__Exercise prompt__: Find every line in the data below that contains the string "jute", matching case, and copy each of those lines.

__Stored data__:
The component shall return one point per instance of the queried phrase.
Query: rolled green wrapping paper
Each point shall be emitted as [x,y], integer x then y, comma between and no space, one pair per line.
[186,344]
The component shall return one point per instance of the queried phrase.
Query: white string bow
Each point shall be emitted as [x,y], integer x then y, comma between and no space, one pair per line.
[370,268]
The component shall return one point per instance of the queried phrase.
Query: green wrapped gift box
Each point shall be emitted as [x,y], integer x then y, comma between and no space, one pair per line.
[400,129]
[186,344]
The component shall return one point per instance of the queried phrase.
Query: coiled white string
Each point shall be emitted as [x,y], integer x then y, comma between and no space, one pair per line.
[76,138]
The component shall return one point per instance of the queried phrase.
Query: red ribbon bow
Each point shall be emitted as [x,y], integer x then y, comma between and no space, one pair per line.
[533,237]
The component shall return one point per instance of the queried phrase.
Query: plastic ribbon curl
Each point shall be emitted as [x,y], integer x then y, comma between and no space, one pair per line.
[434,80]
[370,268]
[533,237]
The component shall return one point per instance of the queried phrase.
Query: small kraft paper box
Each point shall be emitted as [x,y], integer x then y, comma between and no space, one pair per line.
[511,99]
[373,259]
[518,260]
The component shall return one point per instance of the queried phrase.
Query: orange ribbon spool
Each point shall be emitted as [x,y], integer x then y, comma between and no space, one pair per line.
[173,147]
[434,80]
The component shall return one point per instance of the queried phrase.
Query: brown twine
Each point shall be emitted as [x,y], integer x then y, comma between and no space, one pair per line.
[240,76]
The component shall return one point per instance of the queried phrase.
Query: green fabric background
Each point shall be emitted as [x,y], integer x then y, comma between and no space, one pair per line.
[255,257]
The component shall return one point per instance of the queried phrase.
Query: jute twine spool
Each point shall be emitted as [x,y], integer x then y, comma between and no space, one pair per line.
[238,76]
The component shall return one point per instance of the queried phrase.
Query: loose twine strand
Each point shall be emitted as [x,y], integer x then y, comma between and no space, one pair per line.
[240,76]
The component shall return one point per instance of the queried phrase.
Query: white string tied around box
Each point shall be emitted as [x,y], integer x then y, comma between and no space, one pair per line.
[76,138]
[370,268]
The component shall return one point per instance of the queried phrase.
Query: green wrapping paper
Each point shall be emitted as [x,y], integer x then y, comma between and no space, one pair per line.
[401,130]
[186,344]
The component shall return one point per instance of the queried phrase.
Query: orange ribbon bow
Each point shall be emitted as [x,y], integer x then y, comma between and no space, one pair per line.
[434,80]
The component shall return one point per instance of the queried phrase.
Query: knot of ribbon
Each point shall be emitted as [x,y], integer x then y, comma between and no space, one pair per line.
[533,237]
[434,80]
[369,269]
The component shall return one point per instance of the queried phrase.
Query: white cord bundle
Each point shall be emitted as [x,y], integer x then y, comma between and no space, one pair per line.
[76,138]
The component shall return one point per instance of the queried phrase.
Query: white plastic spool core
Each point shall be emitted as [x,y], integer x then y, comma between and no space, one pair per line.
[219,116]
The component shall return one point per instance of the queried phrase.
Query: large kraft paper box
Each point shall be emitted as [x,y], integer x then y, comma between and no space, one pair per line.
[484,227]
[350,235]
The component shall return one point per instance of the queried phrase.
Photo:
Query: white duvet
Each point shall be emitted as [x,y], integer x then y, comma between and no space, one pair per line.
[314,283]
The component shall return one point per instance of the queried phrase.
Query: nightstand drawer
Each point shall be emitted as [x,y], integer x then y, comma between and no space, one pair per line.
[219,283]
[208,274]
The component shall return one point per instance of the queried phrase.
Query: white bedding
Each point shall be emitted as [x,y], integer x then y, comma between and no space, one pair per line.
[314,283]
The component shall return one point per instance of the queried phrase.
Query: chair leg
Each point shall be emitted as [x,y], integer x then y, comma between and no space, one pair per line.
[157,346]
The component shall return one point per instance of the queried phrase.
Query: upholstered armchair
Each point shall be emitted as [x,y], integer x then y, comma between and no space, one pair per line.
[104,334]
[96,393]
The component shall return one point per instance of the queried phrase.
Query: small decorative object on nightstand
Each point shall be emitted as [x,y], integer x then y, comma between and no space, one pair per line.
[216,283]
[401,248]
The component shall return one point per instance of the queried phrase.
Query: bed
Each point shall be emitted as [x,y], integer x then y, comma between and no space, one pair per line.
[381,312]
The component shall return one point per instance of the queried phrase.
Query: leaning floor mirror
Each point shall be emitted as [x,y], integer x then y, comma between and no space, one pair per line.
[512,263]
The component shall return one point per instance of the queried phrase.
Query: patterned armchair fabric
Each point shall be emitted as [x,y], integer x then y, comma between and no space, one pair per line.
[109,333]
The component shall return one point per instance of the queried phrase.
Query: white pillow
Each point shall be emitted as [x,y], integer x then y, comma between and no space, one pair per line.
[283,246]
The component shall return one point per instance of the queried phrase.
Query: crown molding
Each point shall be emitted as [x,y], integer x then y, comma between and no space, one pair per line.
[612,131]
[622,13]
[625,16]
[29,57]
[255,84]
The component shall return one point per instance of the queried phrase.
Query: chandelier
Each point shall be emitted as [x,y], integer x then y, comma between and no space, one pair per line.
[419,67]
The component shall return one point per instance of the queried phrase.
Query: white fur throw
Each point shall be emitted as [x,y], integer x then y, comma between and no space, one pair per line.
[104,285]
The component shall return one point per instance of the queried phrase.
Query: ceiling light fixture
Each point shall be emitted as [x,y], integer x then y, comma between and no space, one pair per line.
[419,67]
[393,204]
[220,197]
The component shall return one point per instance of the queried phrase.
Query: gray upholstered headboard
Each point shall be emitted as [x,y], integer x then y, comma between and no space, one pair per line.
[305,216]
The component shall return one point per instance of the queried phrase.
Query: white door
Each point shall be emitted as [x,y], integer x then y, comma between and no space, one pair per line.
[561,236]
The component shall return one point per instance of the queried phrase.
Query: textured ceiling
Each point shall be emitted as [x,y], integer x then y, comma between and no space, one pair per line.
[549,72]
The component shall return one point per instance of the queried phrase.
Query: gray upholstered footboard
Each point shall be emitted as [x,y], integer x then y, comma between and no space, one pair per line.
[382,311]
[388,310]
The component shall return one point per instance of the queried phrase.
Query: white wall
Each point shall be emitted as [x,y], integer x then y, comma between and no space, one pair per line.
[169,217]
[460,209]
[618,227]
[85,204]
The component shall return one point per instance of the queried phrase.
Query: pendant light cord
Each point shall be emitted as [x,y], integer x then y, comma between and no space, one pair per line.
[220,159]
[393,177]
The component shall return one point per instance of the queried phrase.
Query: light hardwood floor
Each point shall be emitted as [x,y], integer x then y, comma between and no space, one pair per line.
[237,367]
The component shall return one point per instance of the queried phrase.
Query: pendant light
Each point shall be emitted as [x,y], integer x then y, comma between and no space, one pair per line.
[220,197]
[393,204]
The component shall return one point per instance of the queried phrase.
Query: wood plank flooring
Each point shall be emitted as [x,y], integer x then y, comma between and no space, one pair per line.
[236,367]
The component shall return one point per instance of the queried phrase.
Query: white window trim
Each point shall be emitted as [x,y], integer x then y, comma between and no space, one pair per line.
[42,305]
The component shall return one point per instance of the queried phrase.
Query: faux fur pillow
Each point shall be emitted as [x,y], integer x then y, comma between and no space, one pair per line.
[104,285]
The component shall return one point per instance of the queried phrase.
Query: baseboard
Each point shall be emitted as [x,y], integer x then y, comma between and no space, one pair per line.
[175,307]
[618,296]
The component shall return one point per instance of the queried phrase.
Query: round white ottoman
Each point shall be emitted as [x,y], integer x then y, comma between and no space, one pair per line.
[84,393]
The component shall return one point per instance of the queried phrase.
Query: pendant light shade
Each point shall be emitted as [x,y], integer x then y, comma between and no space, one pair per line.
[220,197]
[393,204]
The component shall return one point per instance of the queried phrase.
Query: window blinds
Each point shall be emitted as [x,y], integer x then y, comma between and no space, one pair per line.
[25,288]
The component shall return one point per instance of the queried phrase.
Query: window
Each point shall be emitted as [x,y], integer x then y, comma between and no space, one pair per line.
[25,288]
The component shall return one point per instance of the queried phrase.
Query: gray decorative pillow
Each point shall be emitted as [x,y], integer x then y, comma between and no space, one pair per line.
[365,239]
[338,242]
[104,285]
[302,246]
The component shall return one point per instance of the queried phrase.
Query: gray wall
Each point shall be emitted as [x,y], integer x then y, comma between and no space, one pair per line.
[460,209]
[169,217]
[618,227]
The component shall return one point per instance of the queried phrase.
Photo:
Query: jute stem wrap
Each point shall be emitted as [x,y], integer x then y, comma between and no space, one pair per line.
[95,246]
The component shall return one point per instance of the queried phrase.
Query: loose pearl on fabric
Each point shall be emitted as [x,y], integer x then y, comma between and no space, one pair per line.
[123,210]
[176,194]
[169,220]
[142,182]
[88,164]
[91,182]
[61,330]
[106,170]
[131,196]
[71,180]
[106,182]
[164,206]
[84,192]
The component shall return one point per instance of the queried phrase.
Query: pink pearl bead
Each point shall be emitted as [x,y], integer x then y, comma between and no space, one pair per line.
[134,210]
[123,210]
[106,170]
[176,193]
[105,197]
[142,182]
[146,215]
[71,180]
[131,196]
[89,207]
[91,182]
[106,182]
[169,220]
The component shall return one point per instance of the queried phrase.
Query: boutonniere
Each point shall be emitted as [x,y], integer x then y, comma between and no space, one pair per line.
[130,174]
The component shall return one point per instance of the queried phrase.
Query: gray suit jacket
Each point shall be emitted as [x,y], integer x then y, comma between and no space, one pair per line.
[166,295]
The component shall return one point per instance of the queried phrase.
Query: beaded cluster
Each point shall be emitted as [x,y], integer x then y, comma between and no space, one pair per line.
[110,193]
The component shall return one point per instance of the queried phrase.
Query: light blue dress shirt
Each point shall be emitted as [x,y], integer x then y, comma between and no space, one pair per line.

__Complete output__:
Query: jute twine spool
Query: jute stem wrap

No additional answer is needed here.